Spot each line in the records below where the word "positive" occurs, then copy it.
Input data: Begin
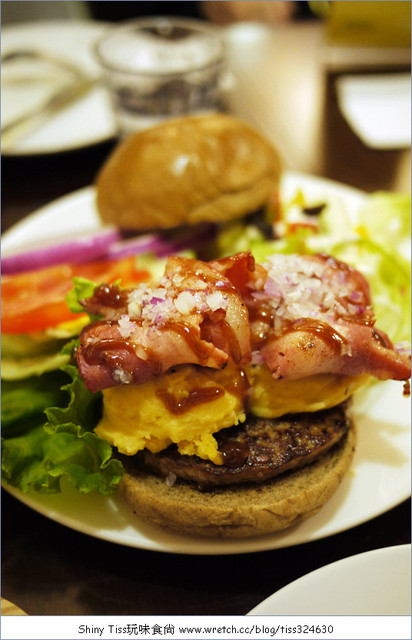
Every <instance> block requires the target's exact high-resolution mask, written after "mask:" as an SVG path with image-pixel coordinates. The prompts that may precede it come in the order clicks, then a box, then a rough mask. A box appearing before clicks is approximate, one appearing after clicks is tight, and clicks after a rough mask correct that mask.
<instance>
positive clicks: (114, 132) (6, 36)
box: [1, 16, 116, 158]
mask: <svg viewBox="0 0 412 640" xmlns="http://www.w3.org/2000/svg"><path fill="white" fill-rule="evenodd" d="M109 26H110V25H109V24H108V23H106V22H104V21H102V20H93V19H87V18H84V19H81V18H70V17H68V16H67V17H66V18H65V19H64V21H63V22H62V21H60V20H59V19H53V18H51V19H49V20H36V21H35V22H30V21H24V22H18V23H10V24H6V25H3V26H2V29H1V34H2V45H1V50H2V53H3V49H4V50H5V51H7V49H8V48H10V49H12V48H14V47H9V46H8V43H7V42H6V40H7V37H8V34H10V36H11V37H12V38H13V39H14V38H17V37H18V36H19V34H21V36H22V37H23V36H27V35H28V33H29V32H32V33H33V32H37V33H38V32H39V31H41V30H44V29H46V30H47V29H53V30H56V29H58V30H60V31H65V32H69V31H75V30H76V29H77V30H78V29H79V28H81V29H82V30H83V31H84V32H86V31H89V32H90V33H91V32H92V31H93V32H94V33H95V35H96V37H97V35H98V33H97V31H98V30H100V31H101V33H103V31H104V30H107V29H108V28H109ZM10 36H9V37H10ZM45 49H47V47H45ZM57 53H58V54H59V52H57ZM115 138H116V131H115V123H114V119H113V129H112V131H110V132H109V130H108V131H107V132H106V133H105V134H104V135H102V134H100V135H95V136H90V137H89V138H88V139H87V142H81V141H78V142H77V143H71V144H62V145H56V146H55V147H52V148H50V149H46V148H42V147H37V148H36V147H34V148H33V149H19V148H17V149H15V148H13V147H11V148H9V149H4V150H3V149H2V150H1V157H4V158H31V157H33V158H37V157H39V156H51V155H58V154H64V153H69V152H76V151H79V150H81V149H86V148H89V147H94V146H97V145H99V144H105V143H107V142H110V141H111V140H113V139H115Z"/></svg>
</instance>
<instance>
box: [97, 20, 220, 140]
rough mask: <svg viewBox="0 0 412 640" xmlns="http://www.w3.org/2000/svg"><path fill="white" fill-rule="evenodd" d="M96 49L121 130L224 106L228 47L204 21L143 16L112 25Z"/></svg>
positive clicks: (118, 124)
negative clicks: (111, 26) (131, 19)
mask: <svg viewBox="0 0 412 640" xmlns="http://www.w3.org/2000/svg"><path fill="white" fill-rule="evenodd" d="M96 52H97V56H98V59H99V62H100V65H101V67H102V70H103V77H104V80H105V82H106V85H107V87H108V89H109V93H110V96H111V100H112V104H113V109H114V114H115V117H116V119H117V122H118V126H119V133H120V135H123V136H125V135H128V134H130V133H132V132H134V131H137V130H141V129H144V128H147V127H148V126H152V125H154V124H156V123H158V122H160V121H161V120H163V119H165V118H170V117H178V116H181V115H186V114H196V113H202V112H207V111H215V110H220V109H222V108H223V101H224V100H223V93H224V89H223V76H224V72H225V50H224V44H223V41H222V39H221V37H220V35H219V28H218V27H214V26H213V25H210V24H209V23H207V22H203V21H201V20H191V19H180V18H173V17H155V18H143V19H138V20H132V21H127V22H125V23H121V24H119V25H116V26H114V27H113V28H111V29H110V30H109V31H108V33H107V34H106V35H105V36H104V37H103V38H102V39H101V40H100V41H99V42H98V43H97V45H96Z"/></svg>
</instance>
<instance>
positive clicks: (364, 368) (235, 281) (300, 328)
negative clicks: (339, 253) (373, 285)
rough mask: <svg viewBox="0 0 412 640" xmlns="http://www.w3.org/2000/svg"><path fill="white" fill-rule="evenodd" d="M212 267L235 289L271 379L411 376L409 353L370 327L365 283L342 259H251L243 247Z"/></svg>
mask: <svg viewBox="0 0 412 640" xmlns="http://www.w3.org/2000/svg"><path fill="white" fill-rule="evenodd" d="M212 265H213V267H214V268H215V269H217V270H219V271H220V272H221V273H222V274H223V275H225V276H227V277H229V278H230V279H231V280H232V282H233V283H234V284H235V285H236V286H238V287H239V289H240V291H241V293H242V297H243V299H244V301H245V304H246V306H247V307H248V310H249V314H250V323H251V329H252V349H253V352H254V358H255V361H263V362H265V363H266V364H267V366H268V367H269V370H270V371H271V373H272V375H273V377H274V378H275V379H280V378H289V379H297V378H303V377H306V376H310V375H313V374H316V373H337V374H342V375H357V374H360V373H368V374H370V375H372V376H374V377H376V378H379V379H382V380H386V379H395V380H407V379H408V378H409V377H410V375H411V366H410V356H408V355H405V354H401V353H398V352H397V351H396V349H395V348H394V346H393V344H392V343H391V341H390V340H389V338H388V337H387V336H386V335H385V334H384V333H383V332H381V331H379V330H378V329H376V328H375V327H374V315H373V309H372V303H371V296H370V290H369V286H368V283H367V281H366V280H365V278H364V277H363V275H362V274H361V273H359V272H358V271H356V270H355V269H353V268H352V267H350V266H348V265H347V264H345V263H342V262H340V261H338V260H335V259H334V258H332V257H330V256H324V255H314V256H286V255H285V256H283V255H277V256H274V257H273V259H272V260H269V261H268V263H267V264H265V265H255V264H254V261H253V258H252V256H251V254H250V253H243V254H238V256H232V257H231V258H224V259H222V260H217V261H215V262H213V263H212ZM246 273H248V274H249V280H248V279H247V276H246Z"/></svg>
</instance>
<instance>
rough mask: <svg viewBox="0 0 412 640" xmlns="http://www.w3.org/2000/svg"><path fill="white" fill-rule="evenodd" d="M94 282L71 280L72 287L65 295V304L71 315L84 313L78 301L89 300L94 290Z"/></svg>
mask: <svg viewBox="0 0 412 640" xmlns="http://www.w3.org/2000/svg"><path fill="white" fill-rule="evenodd" d="M96 286H97V284H96V282H93V281H92V280H87V278H82V277H80V276H79V277H76V278H73V287H72V288H71V289H70V291H69V292H68V293H67V295H66V303H67V305H68V306H69V309H70V311H71V312H72V313H84V309H83V307H82V305H81V304H80V302H79V301H80V300H84V298H90V297H91V296H92V295H93V293H94V290H95V288H96Z"/></svg>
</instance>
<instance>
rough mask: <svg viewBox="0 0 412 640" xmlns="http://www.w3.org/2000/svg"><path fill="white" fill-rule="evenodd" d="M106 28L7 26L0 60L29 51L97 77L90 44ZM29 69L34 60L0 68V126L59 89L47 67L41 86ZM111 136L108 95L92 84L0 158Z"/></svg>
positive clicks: (31, 153) (110, 137) (104, 140)
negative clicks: (82, 70)
mask: <svg viewBox="0 0 412 640" xmlns="http://www.w3.org/2000/svg"><path fill="white" fill-rule="evenodd" d="M106 29H107V25H106V24H105V23H102V22H93V21H88V20H64V21H60V20H59V21H47V22H31V23H19V24H16V25H10V26H6V27H3V28H2V30H1V53H2V56H3V55H5V54H6V53H10V52H11V51H15V50H18V49H32V48H33V49H36V50H40V51H44V52H46V53H50V54H52V55H55V56H59V57H60V58H63V59H64V60H66V61H67V62H70V63H74V64H75V65H77V66H78V67H80V68H81V69H82V70H83V71H84V72H85V73H87V74H88V75H90V76H91V77H92V78H95V77H96V78H97V77H98V75H99V73H100V72H99V67H98V64H97V61H96V60H95V57H94V53H93V46H94V43H95V42H96V40H97V39H98V38H99V37H100V36H101V35H102V33H103V32H104V31H105V30H106ZM11 65H13V66H11ZM32 70H33V62H28V61H27V60H23V59H21V60H19V61H18V62H13V63H5V64H4V65H2V92H1V117H2V124H6V123H7V122H9V121H10V120H11V119H14V118H15V117H17V116H18V115H22V114H23V113H25V112H26V111H30V110H31V109H33V108H36V106H38V105H39V104H40V103H41V102H42V101H43V99H44V98H46V97H47V95H50V94H51V93H52V92H54V91H55V89H56V88H58V86H59V84H58V83H59V79H58V76H57V77H53V72H52V69H51V68H50V67H49V66H47V70H46V68H44V73H43V81H42V83H41V84H39V83H35V82H33V81H32V80H30V78H32V77H33V74H32ZM47 72H48V75H47ZM115 132H116V129H115V122H114V118H113V115H112V111H111V106H110V100H109V96H108V94H107V92H106V90H105V89H104V88H103V87H101V86H98V85H96V87H93V88H92V89H91V90H90V91H89V92H88V93H87V94H84V95H83V96H82V97H81V98H79V99H78V100H76V101H74V102H73V103H71V104H70V105H68V106H66V107H65V108H64V109H62V110H61V111H59V113H57V114H56V115H54V116H53V117H51V118H50V119H49V120H48V122H47V123H45V124H43V125H42V126H41V127H39V128H38V129H36V130H34V131H32V132H31V133H30V134H28V135H27V136H26V137H24V138H22V139H21V140H19V141H16V143H15V145H14V146H13V147H10V148H7V149H6V150H3V149H2V155H7V156H18V155H38V154H43V153H55V152H60V151H69V150H73V149H78V148H81V147H85V146H88V145H92V144H96V143H98V142H103V141H105V140H108V139H110V138H112V137H113V136H114V135H115Z"/></svg>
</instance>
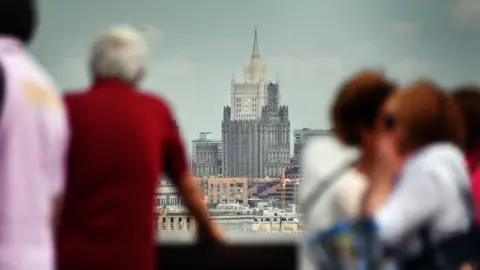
Input data: End
→ Answer
positive clicks: (114, 132) (6, 36)
positive clicks: (118, 124)
positive clicks: (364, 368) (235, 281) (300, 328)
positive clicks: (31, 153) (110, 137) (104, 140)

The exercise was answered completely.